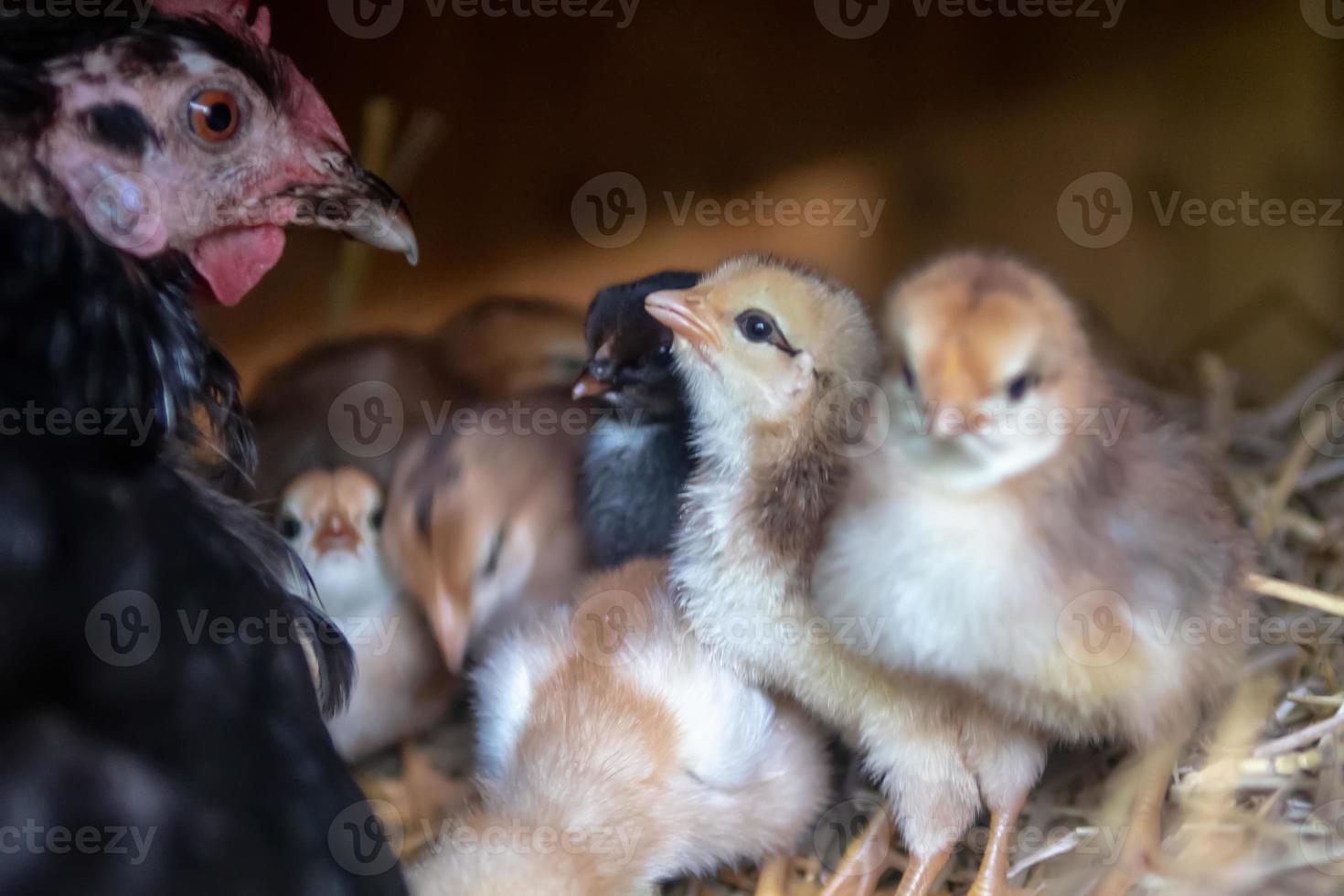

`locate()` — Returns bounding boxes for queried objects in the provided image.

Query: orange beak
[314,510,360,555]
[574,369,612,401]
[644,289,723,349]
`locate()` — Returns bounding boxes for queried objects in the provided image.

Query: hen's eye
[1008,373,1040,401]
[191,90,240,144]
[280,513,304,541]
[738,312,774,343]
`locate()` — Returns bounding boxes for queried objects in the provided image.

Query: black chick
[574,272,700,570]
[0,1,414,896]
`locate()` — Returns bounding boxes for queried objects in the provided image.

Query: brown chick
[815,254,1252,893]
[411,560,828,896]
[277,467,453,762]
[384,399,589,672]
[646,258,1041,893]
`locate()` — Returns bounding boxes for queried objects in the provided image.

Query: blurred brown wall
[207,0,1344,393]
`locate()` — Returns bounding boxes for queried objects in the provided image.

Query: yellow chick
[410,560,828,896]
[815,254,1252,893]
[646,258,1041,893]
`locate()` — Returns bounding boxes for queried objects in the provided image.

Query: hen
[0,3,415,895]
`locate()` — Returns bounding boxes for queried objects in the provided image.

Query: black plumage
[575,272,700,568]
[0,8,406,896]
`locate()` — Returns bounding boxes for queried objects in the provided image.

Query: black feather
[581,272,700,568]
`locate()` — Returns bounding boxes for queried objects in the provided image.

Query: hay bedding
[360,353,1344,896]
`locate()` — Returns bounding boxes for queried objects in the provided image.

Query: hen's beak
[276,166,420,264]
[644,289,723,349]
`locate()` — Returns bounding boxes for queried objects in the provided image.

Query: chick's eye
[738,312,774,343]
[191,90,240,144]
[280,513,304,541]
[1008,373,1040,401]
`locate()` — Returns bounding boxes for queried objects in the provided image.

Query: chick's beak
[283,167,420,264]
[314,510,361,556]
[644,289,723,349]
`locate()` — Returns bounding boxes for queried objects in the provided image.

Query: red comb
[155,0,270,44]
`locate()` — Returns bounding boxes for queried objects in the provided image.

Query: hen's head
[645,257,876,432]
[0,0,417,304]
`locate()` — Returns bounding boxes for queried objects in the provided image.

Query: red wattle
[191,224,285,307]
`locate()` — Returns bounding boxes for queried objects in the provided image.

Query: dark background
[198,0,1344,395]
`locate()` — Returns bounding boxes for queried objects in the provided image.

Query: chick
[277,467,453,762]
[645,258,1043,893]
[574,272,700,568]
[384,399,590,672]
[815,254,1252,893]
[411,560,828,896]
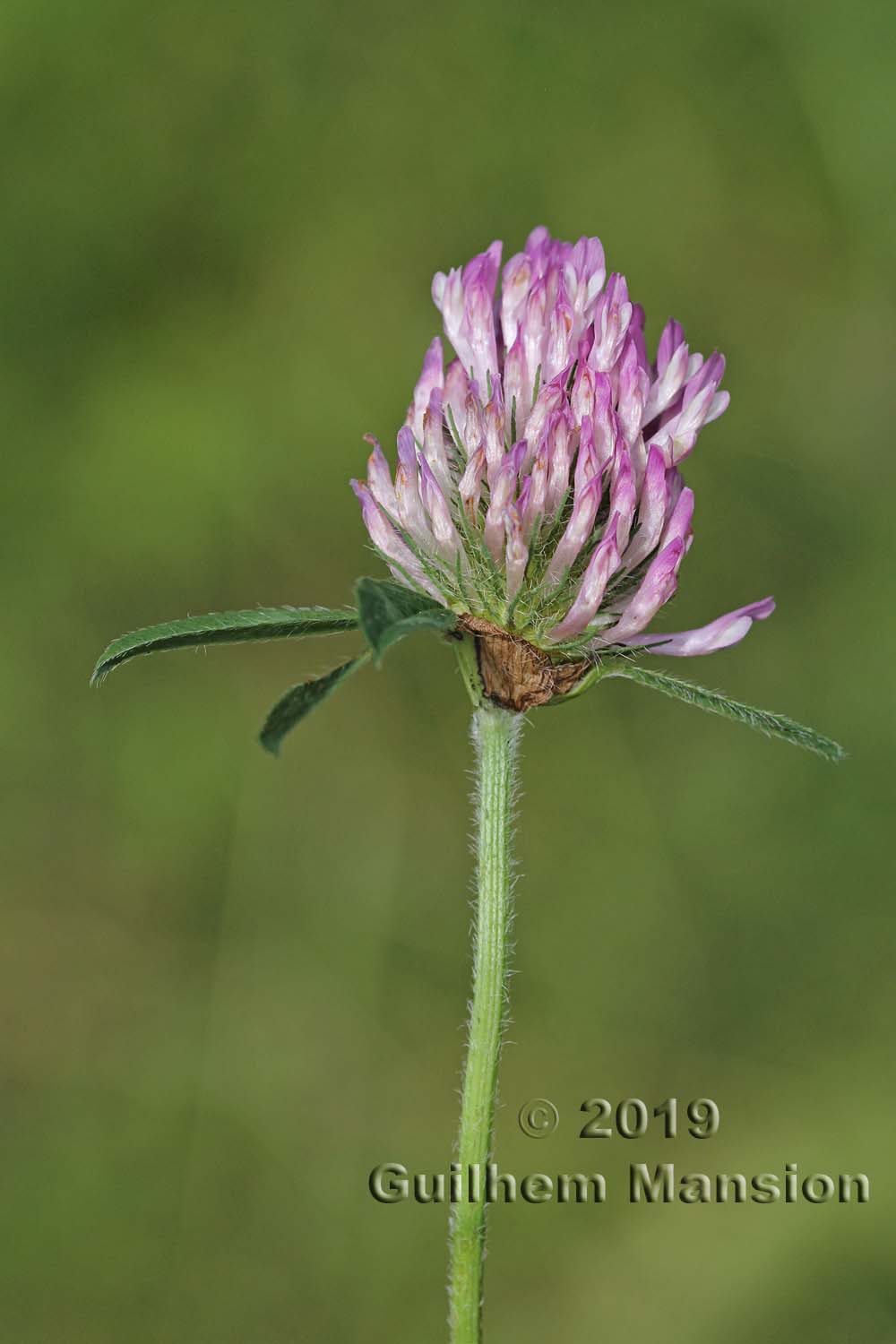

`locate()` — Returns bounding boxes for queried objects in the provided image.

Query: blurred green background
[0,0,896,1344]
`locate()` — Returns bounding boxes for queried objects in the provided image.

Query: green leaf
[355,580,458,663]
[599,660,847,761]
[90,607,358,685]
[259,653,369,755]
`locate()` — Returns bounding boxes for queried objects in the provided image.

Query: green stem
[449,703,522,1344]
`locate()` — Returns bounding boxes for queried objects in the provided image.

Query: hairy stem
[449,704,522,1344]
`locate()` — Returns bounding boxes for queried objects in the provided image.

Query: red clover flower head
[352,228,774,683]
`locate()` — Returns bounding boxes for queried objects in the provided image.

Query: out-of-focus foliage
[0,0,896,1344]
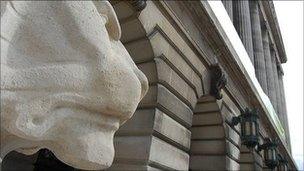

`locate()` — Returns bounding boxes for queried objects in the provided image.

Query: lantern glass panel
[245,121,251,135]
[271,149,277,161]
[251,122,256,135]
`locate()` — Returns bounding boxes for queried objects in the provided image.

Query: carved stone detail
[128,0,147,12]
[210,64,227,100]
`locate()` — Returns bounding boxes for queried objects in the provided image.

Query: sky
[274,1,304,170]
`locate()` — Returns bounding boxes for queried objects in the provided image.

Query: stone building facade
[2,0,297,170]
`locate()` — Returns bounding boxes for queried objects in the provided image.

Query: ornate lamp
[278,154,288,171]
[258,138,278,169]
[231,108,259,148]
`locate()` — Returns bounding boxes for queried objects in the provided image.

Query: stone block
[114,136,152,163]
[190,140,226,155]
[191,125,225,140]
[115,109,155,136]
[225,157,240,170]
[149,137,189,170]
[157,85,193,128]
[137,86,157,108]
[0,151,37,171]
[222,91,241,116]
[155,58,197,108]
[153,109,191,150]
[150,32,203,96]
[113,1,134,20]
[192,112,223,126]
[120,18,146,43]
[194,102,220,113]
[137,61,157,84]
[106,163,160,171]
[190,155,226,171]
[125,39,154,63]
[240,163,254,170]
[224,123,241,147]
[221,104,241,133]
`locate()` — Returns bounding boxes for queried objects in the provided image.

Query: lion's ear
[93,1,121,40]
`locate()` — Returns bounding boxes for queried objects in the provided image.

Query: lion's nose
[134,68,149,99]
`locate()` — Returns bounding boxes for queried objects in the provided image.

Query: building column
[262,24,277,106]
[249,1,267,93]
[278,69,291,152]
[270,47,283,115]
[222,0,233,21]
[233,0,254,64]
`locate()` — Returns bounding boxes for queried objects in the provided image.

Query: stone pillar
[278,70,291,152]
[233,0,254,64]
[249,1,267,93]
[262,25,277,106]
[271,48,283,115]
[222,0,233,21]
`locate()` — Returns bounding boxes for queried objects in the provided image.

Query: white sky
[274,1,304,170]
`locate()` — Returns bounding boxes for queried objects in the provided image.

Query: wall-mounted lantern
[278,154,288,171]
[258,138,278,169]
[231,108,259,149]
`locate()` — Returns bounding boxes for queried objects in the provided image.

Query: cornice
[259,0,287,63]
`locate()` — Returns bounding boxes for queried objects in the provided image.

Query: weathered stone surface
[249,1,267,93]
[124,39,154,63]
[157,85,193,127]
[149,137,189,170]
[191,125,225,139]
[107,164,161,171]
[192,112,223,126]
[226,157,240,170]
[222,0,233,22]
[1,1,148,170]
[150,31,203,96]
[224,124,241,146]
[119,17,146,44]
[154,58,197,108]
[240,163,255,170]
[233,0,254,64]
[137,61,158,84]
[113,1,134,20]
[194,102,220,113]
[153,109,191,149]
[138,86,158,107]
[190,140,226,155]
[115,109,155,136]
[139,1,206,74]
[114,136,152,163]
[0,151,37,171]
[262,25,276,107]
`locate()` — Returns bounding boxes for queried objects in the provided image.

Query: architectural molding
[210,64,227,100]
[127,0,147,12]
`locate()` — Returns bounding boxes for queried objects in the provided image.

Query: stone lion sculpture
[1,1,148,170]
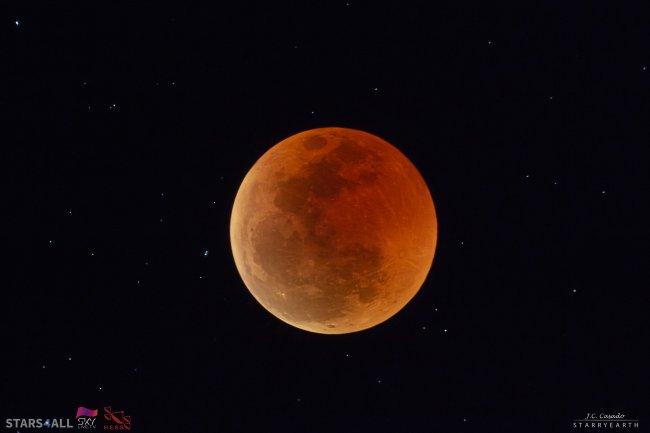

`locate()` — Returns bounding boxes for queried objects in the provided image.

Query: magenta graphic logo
[76,406,99,429]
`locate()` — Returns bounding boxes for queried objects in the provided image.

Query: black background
[0,0,650,432]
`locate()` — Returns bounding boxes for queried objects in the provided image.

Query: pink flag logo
[76,406,97,418]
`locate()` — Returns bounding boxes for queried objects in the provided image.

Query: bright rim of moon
[230,128,437,334]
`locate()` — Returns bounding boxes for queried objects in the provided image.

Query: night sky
[0,0,650,433]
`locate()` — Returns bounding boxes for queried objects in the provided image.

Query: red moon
[230,128,438,334]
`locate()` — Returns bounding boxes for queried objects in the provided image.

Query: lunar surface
[230,128,437,334]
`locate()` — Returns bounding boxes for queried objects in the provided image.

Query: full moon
[230,128,438,334]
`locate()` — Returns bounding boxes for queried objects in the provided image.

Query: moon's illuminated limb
[230,128,437,334]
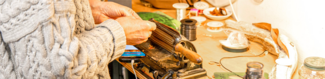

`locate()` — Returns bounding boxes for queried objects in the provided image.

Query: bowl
[203,7,232,20]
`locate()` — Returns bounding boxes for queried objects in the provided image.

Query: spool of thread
[190,16,207,27]
[181,19,197,41]
[207,21,224,32]
[173,3,189,21]
[194,1,209,14]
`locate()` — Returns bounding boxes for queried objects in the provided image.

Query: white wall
[235,0,325,62]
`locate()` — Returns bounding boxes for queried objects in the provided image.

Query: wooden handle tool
[175,44,203,64]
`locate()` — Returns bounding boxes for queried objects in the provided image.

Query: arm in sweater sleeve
[51,20,126,79]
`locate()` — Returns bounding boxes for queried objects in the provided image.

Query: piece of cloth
[0,0,126,79]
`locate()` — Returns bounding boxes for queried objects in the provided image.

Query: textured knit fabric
[0,0,126,79]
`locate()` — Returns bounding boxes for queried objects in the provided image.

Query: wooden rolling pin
[253,22,289,57]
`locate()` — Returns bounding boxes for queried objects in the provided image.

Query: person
[0,0,156,79]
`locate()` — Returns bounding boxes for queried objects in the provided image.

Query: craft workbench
[120,0,277,78]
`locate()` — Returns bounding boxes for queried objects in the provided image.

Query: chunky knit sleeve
[0,34,16,79]
[0,0,126,79]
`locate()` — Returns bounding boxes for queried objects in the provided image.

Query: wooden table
[116,0,277,78]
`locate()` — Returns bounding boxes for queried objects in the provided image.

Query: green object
[214,72,269,79]
[138,11,181,31]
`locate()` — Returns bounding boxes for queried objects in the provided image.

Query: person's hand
[90,0,141,24]
[116,17,156,45]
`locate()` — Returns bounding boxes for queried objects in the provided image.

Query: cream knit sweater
[0,0,126,79]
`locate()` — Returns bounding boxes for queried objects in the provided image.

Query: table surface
[117,0,277,78]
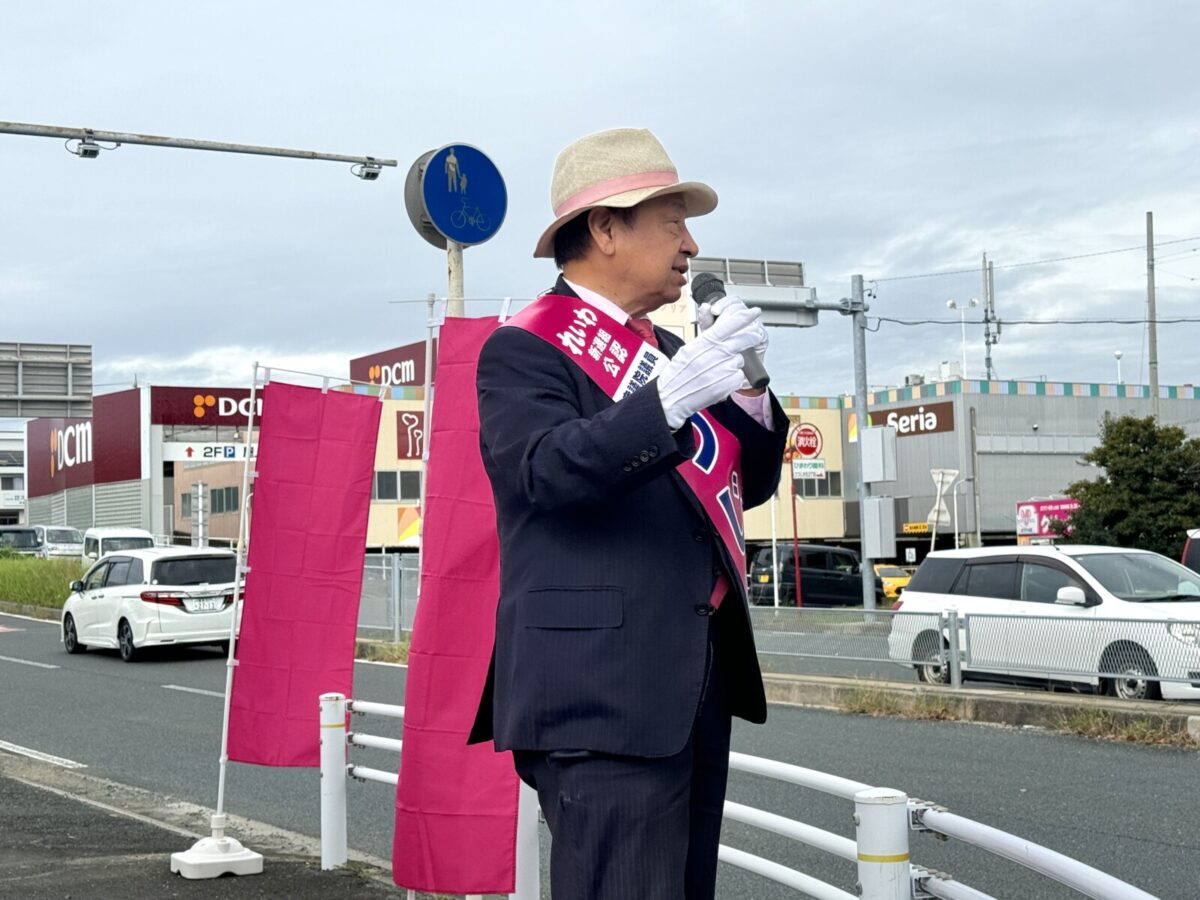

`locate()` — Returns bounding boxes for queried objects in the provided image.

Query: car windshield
[1075,553,1200,602]
[151,556,238,587]
[104,538,154,553]
[0,528,42,550]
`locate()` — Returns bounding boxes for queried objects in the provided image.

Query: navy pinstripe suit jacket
[470,280,787,756]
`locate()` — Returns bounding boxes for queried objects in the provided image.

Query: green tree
[1056,415,1200,558]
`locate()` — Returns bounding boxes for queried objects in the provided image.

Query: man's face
[613,194,700,314]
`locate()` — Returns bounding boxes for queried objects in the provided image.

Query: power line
[868,235,1200,284]
[869,316,1200,328]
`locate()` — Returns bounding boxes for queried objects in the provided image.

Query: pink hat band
[554,169,679,217]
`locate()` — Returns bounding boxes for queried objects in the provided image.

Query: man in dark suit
[472,128,787,900]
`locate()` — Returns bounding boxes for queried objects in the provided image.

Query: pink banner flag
[392,319,518,894]
[229,383,380,766]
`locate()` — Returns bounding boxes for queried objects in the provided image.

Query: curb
[0,600,1200,745]
[763,674,1200,744]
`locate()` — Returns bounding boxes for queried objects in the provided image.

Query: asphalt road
[0,616,1200,900]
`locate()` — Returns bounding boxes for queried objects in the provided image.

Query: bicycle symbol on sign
[450,197,491,232]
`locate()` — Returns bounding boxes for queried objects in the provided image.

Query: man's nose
[679,224,700,258]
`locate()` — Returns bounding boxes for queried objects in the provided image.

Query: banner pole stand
[170,362,262,878]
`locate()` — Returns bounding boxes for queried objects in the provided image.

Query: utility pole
[983,253,1000,382]
[842,275,875,610]
[1146,212,1158,421]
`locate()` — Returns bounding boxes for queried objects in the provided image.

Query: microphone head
[691,272,725,306]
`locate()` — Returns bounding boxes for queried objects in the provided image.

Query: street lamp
[946,298,979,380]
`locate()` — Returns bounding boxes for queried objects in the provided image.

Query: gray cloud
[0,0,1200,395]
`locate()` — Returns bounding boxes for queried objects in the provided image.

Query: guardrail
[320,694,1154,900]
[750,606,1200,700]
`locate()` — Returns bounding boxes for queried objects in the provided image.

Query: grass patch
[842,688,906,715]
[0,556,84,610]
[841,688,959,721]
[354,635,409,664]
[1060,709,1195,746]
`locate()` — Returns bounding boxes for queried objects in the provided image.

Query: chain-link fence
[359,553,419,642]
[962,613,1200,688]
[750,607,1200,700]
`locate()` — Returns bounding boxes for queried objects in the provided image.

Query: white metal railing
[320,694,541,900]
[320,694,1154,900]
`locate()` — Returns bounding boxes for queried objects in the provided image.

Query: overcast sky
[0,0,1200,410]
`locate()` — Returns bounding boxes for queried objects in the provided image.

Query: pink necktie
[625,317,659,347]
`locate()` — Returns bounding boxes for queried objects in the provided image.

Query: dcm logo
[367,359,416,388]
[192,394,263,419]
[50,422,91,478]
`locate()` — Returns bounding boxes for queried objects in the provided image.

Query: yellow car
[875,563,912,600]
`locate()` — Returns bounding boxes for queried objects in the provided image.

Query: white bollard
[509,781,541,900]
[320,694,347,869]
[854,787,912,900]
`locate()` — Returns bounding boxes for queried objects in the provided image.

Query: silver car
[30,526,83,559]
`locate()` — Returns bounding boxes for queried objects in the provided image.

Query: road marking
[163,684,224,700]
[0,656,60,668]
[0,612,59,625]
[0,740,88,769]
[354,656,408,668]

**DO THIS**
Find every line in the lines above that contains the word "moon", and copy each one out. Case counts.

**EXERCISE RESULT**
Query: bright rim of moon
Query: red moon
Query: full moon
Query: moon's illuminated limb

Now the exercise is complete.